++++ Data lines ++++
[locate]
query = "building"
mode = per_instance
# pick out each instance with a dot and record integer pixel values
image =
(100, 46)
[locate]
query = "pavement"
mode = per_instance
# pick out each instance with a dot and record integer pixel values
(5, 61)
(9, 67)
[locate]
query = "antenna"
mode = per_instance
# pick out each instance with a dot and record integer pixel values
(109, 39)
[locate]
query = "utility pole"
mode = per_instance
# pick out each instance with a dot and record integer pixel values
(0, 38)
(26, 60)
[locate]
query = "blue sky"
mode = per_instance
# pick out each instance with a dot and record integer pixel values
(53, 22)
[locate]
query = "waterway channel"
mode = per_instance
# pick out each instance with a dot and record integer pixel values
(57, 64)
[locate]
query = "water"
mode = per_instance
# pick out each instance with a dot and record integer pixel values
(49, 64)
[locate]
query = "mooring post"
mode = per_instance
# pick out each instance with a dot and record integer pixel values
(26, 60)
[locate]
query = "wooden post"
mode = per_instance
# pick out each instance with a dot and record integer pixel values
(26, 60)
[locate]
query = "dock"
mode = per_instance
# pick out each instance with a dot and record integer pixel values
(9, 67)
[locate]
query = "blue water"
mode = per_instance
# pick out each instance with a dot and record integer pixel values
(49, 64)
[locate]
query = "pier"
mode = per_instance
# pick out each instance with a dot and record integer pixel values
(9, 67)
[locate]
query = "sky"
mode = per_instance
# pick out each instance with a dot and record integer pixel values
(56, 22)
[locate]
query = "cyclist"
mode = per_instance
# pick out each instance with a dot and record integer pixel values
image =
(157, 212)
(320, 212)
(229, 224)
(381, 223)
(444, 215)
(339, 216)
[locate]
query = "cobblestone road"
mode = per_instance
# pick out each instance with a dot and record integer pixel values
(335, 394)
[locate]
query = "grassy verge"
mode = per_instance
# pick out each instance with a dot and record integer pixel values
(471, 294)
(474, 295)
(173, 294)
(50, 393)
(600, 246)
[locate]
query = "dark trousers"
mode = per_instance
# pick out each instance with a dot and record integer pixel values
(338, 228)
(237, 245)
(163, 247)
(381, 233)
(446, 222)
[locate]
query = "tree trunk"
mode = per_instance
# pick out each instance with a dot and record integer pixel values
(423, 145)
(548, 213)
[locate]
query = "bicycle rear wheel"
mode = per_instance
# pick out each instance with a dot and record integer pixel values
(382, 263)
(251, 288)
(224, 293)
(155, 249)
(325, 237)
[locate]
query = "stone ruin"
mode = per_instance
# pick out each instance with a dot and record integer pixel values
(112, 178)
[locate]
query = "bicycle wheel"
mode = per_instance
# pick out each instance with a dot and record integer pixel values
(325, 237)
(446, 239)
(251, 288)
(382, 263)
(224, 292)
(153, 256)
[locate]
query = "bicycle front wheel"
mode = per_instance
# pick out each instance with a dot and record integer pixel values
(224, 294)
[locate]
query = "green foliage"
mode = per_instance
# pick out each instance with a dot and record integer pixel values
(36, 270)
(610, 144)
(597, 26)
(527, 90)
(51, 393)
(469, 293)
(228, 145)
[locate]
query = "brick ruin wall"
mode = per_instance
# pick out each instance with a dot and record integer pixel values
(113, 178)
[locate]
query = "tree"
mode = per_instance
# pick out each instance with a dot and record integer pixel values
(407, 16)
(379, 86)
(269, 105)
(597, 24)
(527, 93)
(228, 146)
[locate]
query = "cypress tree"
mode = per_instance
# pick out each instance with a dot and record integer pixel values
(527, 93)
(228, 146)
++++
# Requirements:
Return the entries above exactly as they appear.

# Reply:
[locate]
query = "building"
mode = per_instance
# pick out each instance with a dot and record integer pixel values
image =
(100, 46)
[locate]
query = "pavement"
mode = per_instance
# pick out each instance with a dot and record integer pixel values
(5, 61)
(9, 67)
[locate]
query = "antenna"
mode = per_instance
# pick out each instance with a dot and record integer pixel values
(109, 39)
[locate]
query = "utility pole"
mode = per_instance
# pick out each instance with a dot and record integer pixel values
(0, 38)
(26, 60)
[locate]
query = "blue sky"
mode = per_instance
# pick out each instance with a dot and record integer pixel values
(53, 22)
[locate]
query = "waterway channel"
mode = per_instance
# pick out each instance with a dot and record integer pixel values
(57, 64)
[locate]
query = "water"
mode = per_instance
# pick out each instance with a dot and record integer pixel values
(49, 64)
[locate]
query = "mooring post"
mode = per_instance
# pick out each instance with a dot and record integer pixel values
(26, 60)
[locate]
query = "wooden post"
mode = per_instance
# pick out each instance with a dot and record integer pixel values
(26, 60)
[locate]
query = "dock"
mode = per_instance
# pick out each instance with a dot and record integer pixel values
(9, 67)
[locate]
query = "blue water"
mode = per_instance
# pick out each instance with a dot and record integer pixel values
(49, 64)
[locate]
query = "pier"
mode = per_instance
# pick out each instance with a dot and record integer pixel values
(9, 67)
[locate]
query = "sky"
mode = per_instance
# pick out each instance with a dot and record integer pixel values
(56, 22)
[locate]
query = "cyclist"
mode = per_instance
# pick out each instance with a dot and record integer pixel values
image =
(157, 212)
(320, 212)
(229, 224)
(381, 223)
(444, 215)
(339, 216)
[locate]
query = "cobblestone road"
mode = per_instance
# pick out each instance with a dot and record integer pixel values
(335, 394)
[locate]
query = "grassy verge"
mode = per_instance
# pick out each instance with a dot and record integer pixel values
(471, 294)
(474, 295)
(173, 294)
(50, 393)
(600, 246)
[locate]
query = "dark trousers"
mode = per_instance
# pick out each instance with a dot and record integer pixel values
(338, 228)
(237, 245)
(163, 247)
(381, 233)
(446, 222)
[locate]
query = "tree trunk"
mode = per_instance
# pick out each instance with a dot and record integer pixel values
(423, 145)
(548, 213)
[locate]
query = "bicycle rear wheel"
mode = per_instance
# pick out each instance with a dot and record integer pixel values
(382, 263)
(251, 288)
(224, 293)
(155, 249)
(325, 237)
[locate]
query = "stone ruin"
mode = per_instance
# pick out each instance with a dot and record integer pixel values
(112, 178)
[locate]
query = "bicycle wheel"
mode = per_instance
# pick out each instance with a dot and record integer pixel values
(325, 237)
(446, 239)
(251, 288)
(382, 263)
(224, 292)
(153, 256)
[locate]
query = "bicycle front wheel"
mode = per_instance
# pick out each instance with a dot and record integer pixel values
(224, 294)
[locate]
query = "green foliage"
mode = per_instance
# pick out each instance with a dot and record integer pixel values
(36, 270)
(610, 144)
(597, 26)
(527, 90)
(51, 393)
(469, 293)
(228, 145)
[locate]
query = "brick ruin wall"
mode = per_instance
# pick out each instance with a dot and record integer pixel values
(113, 178)
[locate]
query = "tree"
mode = per_instance
# pick out each instance with a dot and record integer pixel values
(407, 16)
(379, 86)
(269, 105)
(597, 24)
(527, 93)
(228, 146)
[locate]
query = "cypress tree"
mode = per_instance
# pick out each instance with a dot and record integer pixel values
(527, 93)
(228, 146)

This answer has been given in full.